▶ [TASK PROMPT]:
Lines from the one containing "the white double" through the end of the data are to be returned exactly, and no others.

----------

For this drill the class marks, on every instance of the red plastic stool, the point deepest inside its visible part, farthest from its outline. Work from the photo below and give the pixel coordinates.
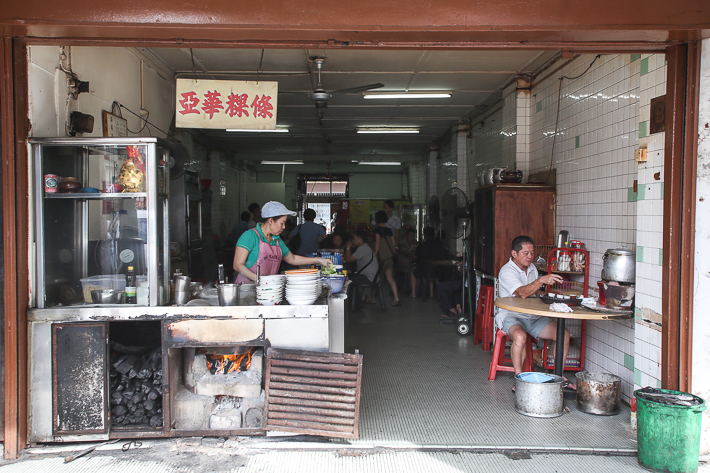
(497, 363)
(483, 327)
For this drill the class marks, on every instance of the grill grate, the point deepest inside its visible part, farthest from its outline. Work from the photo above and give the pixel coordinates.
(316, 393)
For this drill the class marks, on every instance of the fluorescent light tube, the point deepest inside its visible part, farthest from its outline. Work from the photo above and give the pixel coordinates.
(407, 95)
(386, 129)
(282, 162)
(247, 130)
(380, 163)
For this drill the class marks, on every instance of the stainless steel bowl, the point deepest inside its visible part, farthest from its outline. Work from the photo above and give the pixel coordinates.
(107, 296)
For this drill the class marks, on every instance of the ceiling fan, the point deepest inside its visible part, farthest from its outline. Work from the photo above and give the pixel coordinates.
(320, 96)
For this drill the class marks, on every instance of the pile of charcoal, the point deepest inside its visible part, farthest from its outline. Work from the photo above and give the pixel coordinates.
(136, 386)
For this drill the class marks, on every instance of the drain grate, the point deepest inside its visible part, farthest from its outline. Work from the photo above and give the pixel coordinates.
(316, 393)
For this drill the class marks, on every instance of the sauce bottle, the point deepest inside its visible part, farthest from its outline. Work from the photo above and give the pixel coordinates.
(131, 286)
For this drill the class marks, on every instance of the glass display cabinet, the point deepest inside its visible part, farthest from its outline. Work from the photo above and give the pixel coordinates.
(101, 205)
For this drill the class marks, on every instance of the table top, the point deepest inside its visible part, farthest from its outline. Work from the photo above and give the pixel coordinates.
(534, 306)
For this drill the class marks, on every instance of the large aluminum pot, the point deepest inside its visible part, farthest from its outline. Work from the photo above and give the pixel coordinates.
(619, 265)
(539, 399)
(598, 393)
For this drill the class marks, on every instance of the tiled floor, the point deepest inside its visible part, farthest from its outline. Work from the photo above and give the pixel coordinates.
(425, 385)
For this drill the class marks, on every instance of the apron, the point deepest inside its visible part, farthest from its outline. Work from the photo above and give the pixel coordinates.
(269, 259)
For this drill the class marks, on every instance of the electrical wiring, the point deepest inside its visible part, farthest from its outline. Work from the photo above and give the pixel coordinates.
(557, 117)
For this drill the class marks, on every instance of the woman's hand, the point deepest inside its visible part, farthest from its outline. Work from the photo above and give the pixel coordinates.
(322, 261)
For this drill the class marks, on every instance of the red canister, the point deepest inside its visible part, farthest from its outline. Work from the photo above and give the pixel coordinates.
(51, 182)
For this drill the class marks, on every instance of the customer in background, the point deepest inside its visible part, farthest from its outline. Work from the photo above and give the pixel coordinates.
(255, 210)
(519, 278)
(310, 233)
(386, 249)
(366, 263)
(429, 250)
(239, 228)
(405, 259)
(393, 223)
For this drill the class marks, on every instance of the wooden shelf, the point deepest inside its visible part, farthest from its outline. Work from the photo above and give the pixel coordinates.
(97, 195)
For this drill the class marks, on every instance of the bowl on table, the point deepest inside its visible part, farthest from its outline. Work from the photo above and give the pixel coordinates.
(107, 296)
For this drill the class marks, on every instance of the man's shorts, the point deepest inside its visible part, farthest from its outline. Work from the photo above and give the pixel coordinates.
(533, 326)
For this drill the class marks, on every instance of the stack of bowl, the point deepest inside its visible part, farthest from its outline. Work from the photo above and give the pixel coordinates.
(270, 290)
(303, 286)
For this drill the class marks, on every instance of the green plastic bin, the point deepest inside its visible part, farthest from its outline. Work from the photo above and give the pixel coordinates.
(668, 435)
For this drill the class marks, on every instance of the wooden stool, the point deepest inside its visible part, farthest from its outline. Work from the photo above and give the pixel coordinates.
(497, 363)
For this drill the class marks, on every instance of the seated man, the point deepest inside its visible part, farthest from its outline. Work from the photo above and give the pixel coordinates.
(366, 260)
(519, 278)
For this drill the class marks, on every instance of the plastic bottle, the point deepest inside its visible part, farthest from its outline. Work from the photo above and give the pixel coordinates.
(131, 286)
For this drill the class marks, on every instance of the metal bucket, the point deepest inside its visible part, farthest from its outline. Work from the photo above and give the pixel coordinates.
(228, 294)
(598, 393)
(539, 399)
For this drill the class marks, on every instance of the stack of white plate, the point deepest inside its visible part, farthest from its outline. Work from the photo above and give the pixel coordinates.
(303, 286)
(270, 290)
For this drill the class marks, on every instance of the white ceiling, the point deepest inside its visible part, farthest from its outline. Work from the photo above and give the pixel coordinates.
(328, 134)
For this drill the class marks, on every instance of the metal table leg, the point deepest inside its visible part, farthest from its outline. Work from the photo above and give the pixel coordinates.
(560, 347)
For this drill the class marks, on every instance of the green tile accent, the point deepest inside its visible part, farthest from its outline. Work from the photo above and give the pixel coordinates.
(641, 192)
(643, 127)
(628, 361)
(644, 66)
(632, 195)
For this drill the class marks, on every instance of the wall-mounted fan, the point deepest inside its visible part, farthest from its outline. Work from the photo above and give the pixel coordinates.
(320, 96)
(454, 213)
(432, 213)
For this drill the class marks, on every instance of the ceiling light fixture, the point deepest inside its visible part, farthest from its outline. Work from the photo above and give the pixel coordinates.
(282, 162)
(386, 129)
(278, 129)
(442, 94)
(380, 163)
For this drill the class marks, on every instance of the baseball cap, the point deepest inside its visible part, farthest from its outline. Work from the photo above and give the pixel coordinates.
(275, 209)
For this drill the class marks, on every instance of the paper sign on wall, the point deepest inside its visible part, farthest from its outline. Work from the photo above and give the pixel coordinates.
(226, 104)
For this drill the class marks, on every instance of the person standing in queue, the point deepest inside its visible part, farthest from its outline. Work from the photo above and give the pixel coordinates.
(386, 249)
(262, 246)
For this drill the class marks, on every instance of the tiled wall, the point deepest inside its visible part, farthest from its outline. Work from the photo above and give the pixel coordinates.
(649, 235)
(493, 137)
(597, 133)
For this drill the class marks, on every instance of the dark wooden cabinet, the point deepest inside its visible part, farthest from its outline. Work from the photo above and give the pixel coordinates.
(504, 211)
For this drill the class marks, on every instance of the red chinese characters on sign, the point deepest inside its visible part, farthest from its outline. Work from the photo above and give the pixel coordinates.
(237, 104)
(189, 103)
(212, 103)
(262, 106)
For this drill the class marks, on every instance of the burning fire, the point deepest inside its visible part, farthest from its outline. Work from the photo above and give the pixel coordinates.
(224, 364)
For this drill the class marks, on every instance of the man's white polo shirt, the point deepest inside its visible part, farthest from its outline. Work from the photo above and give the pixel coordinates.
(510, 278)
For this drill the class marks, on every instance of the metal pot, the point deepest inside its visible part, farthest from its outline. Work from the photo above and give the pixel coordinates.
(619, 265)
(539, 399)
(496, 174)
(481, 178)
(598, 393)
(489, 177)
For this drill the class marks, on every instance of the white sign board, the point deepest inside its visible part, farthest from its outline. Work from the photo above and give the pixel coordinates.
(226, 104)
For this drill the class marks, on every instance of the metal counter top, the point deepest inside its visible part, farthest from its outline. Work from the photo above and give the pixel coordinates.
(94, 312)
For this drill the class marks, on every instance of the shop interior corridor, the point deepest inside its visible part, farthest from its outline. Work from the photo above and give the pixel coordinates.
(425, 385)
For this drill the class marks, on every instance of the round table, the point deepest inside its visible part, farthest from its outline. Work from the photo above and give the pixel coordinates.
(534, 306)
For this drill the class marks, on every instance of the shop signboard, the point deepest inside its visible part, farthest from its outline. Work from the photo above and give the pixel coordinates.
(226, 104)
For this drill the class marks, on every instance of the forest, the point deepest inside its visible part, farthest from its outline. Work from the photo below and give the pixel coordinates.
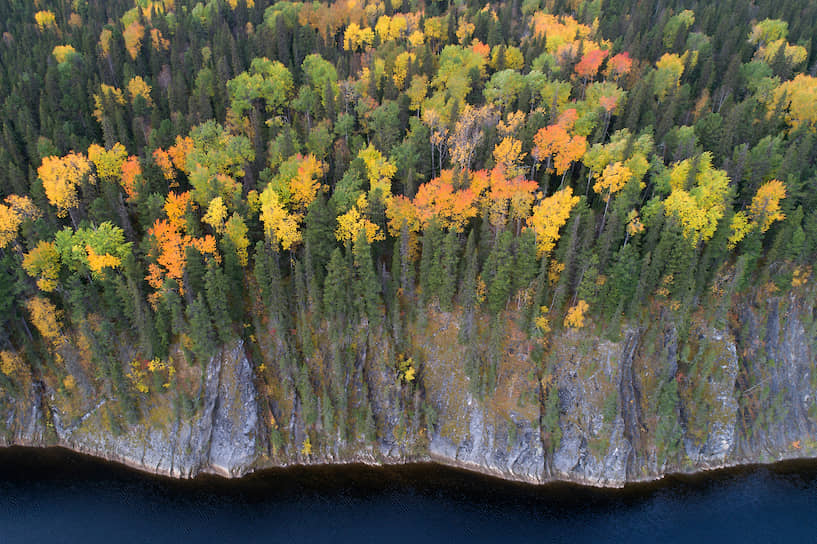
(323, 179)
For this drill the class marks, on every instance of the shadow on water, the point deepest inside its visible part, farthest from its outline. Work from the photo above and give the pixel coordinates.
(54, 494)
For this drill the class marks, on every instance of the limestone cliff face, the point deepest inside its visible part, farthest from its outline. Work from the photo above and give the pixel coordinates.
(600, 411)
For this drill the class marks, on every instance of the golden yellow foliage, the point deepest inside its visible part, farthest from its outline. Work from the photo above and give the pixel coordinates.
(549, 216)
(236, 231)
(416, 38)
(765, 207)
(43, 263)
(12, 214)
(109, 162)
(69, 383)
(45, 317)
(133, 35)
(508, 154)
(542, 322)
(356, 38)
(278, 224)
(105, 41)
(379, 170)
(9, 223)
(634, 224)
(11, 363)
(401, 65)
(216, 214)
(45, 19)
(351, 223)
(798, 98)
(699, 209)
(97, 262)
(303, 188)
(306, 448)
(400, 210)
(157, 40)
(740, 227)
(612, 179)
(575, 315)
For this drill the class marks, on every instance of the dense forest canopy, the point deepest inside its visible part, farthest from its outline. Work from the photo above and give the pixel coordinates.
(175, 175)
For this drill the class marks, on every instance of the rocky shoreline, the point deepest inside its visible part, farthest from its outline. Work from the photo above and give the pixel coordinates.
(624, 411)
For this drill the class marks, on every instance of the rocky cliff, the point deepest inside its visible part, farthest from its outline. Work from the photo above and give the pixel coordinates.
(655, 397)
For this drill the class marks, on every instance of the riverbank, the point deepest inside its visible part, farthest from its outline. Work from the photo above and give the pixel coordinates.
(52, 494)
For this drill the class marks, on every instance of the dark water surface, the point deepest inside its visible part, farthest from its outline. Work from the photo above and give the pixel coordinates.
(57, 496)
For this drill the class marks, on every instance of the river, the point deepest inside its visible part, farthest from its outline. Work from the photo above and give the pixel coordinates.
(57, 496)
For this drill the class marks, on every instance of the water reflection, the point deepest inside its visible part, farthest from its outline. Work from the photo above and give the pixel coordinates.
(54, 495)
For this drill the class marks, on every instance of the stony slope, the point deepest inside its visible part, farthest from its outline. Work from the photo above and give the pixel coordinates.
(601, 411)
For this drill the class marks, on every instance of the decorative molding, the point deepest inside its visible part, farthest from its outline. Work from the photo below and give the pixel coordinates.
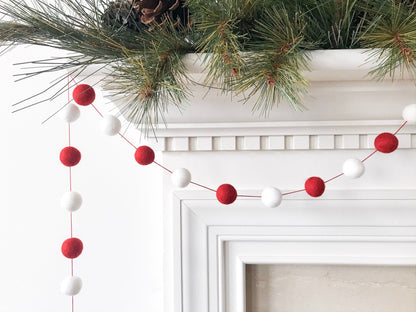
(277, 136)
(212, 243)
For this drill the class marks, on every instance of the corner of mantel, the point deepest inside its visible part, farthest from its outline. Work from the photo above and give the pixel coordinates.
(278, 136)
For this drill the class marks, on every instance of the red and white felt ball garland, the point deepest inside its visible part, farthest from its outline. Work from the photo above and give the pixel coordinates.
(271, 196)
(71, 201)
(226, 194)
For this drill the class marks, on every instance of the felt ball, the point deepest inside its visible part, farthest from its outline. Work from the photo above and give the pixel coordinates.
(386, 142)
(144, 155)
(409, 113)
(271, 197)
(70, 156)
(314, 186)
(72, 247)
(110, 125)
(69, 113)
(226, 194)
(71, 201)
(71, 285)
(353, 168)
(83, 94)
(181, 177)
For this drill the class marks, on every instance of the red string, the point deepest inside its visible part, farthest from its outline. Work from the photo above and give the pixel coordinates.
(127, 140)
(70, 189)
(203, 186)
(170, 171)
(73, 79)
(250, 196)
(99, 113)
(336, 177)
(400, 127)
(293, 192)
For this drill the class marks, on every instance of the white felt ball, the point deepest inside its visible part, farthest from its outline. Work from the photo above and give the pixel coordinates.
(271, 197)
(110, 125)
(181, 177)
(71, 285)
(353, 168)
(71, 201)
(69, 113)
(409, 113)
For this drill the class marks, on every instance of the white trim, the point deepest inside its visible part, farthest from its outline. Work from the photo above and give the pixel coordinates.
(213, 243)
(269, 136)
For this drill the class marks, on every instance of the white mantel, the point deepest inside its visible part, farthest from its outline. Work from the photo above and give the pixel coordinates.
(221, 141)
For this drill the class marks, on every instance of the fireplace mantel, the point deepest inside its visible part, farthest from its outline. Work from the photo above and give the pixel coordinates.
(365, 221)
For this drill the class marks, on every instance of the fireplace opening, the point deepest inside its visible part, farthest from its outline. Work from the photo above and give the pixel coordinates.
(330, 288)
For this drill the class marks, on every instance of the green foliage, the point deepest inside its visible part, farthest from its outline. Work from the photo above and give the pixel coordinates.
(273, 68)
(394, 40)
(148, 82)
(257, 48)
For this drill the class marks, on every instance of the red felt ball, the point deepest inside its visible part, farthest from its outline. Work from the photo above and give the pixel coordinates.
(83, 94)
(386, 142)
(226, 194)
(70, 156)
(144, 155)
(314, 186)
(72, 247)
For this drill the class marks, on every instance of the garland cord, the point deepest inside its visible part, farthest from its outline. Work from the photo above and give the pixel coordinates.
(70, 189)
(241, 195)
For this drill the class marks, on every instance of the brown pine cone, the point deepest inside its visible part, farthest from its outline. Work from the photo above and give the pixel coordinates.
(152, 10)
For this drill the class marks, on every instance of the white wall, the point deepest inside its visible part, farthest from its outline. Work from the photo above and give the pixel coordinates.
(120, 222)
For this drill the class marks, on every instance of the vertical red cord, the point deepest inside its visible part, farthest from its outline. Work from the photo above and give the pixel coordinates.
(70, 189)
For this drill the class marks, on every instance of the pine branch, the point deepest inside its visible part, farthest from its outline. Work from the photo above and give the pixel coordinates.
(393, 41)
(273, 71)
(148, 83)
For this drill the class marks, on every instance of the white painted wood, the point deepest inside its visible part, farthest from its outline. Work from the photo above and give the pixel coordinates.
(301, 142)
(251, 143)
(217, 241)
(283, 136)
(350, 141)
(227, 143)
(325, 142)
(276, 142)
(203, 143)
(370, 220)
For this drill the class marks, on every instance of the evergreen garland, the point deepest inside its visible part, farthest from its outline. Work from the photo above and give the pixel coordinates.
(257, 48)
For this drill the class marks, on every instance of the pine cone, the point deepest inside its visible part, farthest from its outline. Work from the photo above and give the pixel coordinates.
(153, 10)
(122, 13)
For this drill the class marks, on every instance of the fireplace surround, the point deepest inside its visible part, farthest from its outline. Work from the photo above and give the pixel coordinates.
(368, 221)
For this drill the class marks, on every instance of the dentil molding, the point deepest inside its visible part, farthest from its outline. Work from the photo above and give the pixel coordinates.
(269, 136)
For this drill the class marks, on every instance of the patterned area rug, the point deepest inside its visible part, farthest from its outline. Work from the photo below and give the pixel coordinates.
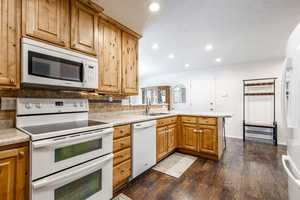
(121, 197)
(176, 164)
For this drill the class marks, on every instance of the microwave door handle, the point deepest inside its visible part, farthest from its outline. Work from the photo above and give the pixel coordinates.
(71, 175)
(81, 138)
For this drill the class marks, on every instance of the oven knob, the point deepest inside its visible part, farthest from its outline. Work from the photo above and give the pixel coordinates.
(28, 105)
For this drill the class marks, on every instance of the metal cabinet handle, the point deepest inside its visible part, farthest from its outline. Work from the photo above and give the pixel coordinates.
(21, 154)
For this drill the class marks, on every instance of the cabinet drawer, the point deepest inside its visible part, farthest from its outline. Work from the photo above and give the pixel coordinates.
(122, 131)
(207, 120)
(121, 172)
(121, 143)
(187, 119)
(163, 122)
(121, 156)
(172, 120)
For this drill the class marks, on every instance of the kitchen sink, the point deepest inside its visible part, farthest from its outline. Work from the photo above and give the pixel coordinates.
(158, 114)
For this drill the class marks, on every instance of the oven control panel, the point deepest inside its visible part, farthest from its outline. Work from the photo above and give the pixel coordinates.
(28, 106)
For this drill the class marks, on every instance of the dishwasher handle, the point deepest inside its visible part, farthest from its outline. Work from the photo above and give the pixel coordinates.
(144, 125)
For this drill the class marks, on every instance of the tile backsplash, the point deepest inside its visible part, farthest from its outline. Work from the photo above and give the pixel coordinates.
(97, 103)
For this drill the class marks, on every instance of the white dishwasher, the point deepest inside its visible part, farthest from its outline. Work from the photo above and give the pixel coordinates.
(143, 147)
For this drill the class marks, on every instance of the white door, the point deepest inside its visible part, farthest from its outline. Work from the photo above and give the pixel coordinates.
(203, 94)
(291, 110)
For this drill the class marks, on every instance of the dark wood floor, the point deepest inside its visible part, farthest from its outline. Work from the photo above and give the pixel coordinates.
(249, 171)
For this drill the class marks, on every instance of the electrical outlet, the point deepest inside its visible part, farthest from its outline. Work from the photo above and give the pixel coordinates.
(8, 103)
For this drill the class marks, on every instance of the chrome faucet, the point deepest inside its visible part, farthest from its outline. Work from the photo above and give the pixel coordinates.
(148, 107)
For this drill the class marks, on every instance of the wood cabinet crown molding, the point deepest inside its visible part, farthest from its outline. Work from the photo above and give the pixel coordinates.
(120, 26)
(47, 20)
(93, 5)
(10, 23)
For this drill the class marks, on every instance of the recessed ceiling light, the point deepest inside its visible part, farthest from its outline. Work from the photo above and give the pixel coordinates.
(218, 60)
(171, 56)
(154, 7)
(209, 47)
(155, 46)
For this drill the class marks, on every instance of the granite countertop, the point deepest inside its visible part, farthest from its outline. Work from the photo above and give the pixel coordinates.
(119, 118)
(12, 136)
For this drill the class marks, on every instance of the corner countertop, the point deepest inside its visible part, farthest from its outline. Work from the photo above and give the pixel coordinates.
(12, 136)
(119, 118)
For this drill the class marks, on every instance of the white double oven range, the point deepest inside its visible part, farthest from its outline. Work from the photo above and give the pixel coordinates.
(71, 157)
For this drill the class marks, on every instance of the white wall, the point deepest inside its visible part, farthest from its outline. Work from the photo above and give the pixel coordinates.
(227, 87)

----------

▶ [RIGHT ANSWER]:
For this drill the class marks, on every instance of the white double oven range, the point deepest inside its visible part, farthest from its outline. Work from the photo above and give the pixel coordinates.
(71, 157)
For this drill the class marks, on every instance of the white wall, the point deepest inside its visible part, farthest from its outline. Work from the photo above and give the pixel coordinates.
(227, 87)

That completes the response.